◆ GIVEN PROBLEM 1
Name every person the family history passage below identifies by name.
====
“Pa Taken with Oklahoma Fever” is how my great-grandmother described her father’s obsession with the exodus. He’d uprooted his clan from its productive Missouri farm and started anew in the Oklahoma red dirt. Dora Krumme was already married with a six-month-old baby in the fall of 1891, when her middle-aged parents, John and Frances McBride, embarked on a new adventure.
As she wrote years later, “He came to Chandler, bought a homestead from another fellow, paid him $25 for his rights. They had to pay $1.25 per acre to the government.” Since the original Land Run a year and a half earlier had opened the Unassigned Lands to white settlers, there had been a consistent push for more land to become available, so several tribes were forced to accept a federal government offer and relinquish their “excess” land.
On September 22, 1891, more than 20,000 folks surrounded the defined area, champing at the bit to claim one of the 6,097 160-acre homesteads. It only took a few hours for all the available allotments from the Iowa, Sac and Fox, and Shawnee-Pottawatomie lands to be occupied. And that is where my great-great-grandparents started farming. Today, the Turner Turnpike cuts through the original McBride farm.
====
◆ GIVEN PROBLEM 2
Echo the lines of the listing below, from the line with "Existence query: locate any tree on" to the line with "[233,115,263,166]". Omit the pictures from your answer.
====
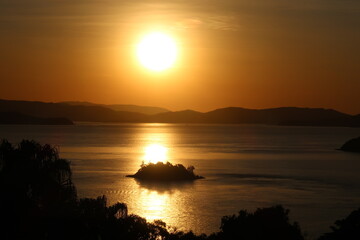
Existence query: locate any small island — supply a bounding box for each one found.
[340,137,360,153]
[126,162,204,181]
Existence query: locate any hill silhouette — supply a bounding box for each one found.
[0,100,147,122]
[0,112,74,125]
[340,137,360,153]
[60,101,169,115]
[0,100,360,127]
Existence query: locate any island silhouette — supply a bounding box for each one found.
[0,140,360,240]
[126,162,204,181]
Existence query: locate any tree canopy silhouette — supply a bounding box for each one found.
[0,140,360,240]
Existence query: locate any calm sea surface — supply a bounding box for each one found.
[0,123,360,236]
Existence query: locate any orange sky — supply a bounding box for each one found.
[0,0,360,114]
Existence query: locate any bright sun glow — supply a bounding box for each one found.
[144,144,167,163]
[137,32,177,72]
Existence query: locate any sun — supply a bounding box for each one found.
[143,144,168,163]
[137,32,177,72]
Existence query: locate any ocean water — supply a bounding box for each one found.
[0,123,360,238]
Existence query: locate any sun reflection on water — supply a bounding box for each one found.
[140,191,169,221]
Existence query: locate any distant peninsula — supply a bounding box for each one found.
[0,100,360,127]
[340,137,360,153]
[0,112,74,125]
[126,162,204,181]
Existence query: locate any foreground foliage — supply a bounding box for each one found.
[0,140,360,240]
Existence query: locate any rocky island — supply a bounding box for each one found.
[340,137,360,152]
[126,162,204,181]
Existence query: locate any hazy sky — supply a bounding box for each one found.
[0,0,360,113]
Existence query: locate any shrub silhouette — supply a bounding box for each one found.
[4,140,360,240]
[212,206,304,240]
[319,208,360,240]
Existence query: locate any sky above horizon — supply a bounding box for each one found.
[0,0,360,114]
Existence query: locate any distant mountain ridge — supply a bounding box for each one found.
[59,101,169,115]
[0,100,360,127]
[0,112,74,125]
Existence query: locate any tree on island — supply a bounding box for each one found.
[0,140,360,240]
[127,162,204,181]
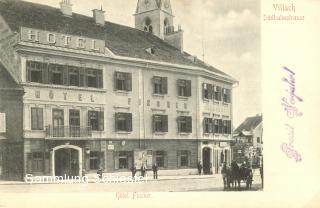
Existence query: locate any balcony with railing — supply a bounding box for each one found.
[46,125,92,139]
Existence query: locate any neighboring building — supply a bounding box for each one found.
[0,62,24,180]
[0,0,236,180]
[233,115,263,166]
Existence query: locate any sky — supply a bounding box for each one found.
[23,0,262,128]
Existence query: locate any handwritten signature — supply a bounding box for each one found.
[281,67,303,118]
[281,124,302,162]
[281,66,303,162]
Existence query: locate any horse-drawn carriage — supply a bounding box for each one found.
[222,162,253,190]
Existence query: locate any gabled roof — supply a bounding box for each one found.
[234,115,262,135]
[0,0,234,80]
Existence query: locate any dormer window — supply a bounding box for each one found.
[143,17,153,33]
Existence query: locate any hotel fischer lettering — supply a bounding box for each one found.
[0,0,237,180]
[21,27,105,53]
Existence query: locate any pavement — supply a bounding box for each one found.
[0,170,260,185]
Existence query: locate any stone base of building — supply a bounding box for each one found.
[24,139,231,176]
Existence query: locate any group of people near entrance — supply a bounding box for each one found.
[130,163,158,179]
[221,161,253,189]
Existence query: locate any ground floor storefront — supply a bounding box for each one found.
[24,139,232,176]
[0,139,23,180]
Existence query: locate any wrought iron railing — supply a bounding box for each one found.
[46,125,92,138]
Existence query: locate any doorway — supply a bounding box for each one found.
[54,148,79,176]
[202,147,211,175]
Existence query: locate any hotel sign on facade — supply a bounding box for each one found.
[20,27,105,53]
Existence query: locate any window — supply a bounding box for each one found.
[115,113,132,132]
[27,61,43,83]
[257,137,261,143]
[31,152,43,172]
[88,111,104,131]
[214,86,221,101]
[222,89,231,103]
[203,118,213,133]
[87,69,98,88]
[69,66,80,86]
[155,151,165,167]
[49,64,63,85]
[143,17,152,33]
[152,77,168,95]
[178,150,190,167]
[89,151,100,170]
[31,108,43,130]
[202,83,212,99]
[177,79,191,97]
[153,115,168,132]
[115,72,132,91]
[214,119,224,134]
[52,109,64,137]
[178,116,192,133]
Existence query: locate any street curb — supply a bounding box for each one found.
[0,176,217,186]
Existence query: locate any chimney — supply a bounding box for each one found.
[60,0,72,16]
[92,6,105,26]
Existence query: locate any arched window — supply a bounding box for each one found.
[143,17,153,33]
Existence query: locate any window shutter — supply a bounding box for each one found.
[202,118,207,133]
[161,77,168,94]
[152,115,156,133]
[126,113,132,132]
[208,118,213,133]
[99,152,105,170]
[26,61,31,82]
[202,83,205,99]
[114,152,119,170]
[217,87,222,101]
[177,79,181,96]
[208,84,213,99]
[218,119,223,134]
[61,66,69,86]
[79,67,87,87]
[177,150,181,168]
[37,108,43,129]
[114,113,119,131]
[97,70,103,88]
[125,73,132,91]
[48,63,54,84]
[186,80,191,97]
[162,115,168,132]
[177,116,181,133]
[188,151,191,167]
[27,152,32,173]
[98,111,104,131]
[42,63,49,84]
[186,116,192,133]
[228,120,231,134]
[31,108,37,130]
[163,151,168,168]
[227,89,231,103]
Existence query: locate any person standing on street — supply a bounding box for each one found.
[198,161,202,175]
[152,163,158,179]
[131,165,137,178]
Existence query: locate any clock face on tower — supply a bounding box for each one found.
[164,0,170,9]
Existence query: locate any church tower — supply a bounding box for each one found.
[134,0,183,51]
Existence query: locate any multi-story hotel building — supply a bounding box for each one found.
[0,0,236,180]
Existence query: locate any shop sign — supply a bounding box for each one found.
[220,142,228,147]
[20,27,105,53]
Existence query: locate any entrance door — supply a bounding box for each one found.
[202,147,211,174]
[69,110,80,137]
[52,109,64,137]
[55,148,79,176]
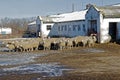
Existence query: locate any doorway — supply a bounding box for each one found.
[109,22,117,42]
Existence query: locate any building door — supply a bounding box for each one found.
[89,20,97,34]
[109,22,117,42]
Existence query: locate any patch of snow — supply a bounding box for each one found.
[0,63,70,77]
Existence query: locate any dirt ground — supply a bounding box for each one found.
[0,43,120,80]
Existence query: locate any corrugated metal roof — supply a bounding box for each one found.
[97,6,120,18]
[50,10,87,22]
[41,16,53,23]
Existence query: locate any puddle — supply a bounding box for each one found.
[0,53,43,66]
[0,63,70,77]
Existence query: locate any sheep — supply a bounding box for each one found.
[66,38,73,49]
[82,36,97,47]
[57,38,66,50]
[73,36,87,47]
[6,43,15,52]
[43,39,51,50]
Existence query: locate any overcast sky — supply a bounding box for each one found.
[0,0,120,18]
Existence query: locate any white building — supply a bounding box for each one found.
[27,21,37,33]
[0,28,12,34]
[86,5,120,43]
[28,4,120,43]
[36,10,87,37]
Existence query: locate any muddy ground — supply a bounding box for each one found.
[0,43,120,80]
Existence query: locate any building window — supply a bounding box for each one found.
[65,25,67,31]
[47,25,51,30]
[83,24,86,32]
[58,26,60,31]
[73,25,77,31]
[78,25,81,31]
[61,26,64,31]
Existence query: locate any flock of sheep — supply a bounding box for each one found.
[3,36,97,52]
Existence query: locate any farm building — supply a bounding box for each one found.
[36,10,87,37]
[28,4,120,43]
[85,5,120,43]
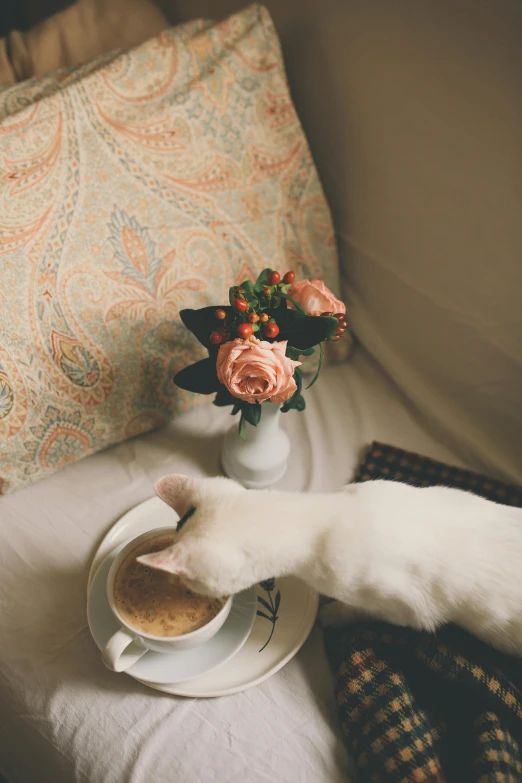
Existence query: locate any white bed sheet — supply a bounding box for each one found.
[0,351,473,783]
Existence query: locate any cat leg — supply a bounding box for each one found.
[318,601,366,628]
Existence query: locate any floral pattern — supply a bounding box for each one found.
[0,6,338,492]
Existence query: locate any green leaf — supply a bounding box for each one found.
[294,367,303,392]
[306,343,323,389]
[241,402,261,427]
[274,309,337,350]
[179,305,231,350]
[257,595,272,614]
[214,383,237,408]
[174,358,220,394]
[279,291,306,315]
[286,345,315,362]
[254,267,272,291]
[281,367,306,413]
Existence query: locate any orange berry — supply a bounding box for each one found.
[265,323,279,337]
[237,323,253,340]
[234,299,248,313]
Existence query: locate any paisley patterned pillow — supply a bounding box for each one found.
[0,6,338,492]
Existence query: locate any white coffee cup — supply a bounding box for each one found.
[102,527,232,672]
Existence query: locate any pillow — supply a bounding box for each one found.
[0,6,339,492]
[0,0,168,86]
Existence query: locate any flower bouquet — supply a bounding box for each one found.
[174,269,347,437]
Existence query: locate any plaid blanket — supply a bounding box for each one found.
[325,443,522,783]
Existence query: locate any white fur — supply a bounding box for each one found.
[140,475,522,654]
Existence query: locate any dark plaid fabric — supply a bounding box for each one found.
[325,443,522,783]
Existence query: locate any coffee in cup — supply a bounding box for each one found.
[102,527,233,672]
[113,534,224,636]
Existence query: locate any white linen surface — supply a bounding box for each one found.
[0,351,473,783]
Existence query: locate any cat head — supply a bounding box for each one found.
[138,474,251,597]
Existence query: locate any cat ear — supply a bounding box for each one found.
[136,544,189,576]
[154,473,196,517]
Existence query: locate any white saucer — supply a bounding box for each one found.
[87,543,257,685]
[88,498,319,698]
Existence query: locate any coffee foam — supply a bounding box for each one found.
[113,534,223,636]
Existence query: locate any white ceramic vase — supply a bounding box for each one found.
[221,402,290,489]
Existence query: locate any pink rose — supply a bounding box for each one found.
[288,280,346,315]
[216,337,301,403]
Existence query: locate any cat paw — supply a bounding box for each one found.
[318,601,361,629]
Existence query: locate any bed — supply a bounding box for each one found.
====
◆ EXERCISE ANSWER 1
Dora Krumme, John McBride, and Frances McBride.

◆ EXERCISE ANSWER 2
Existence query: locate any tree on island — supply a bounding box for each one found.
[0,140,360,240]
[127,162,204,181]
Existence query: locate any balcony with railing — supply a bounding box for each one found.
[46,125,92,139]
Existence query: locate any neighboring building — supply a bounding box for each one found.
[0,62,24,180]
[0,0,236,180]
[233,115,263,166]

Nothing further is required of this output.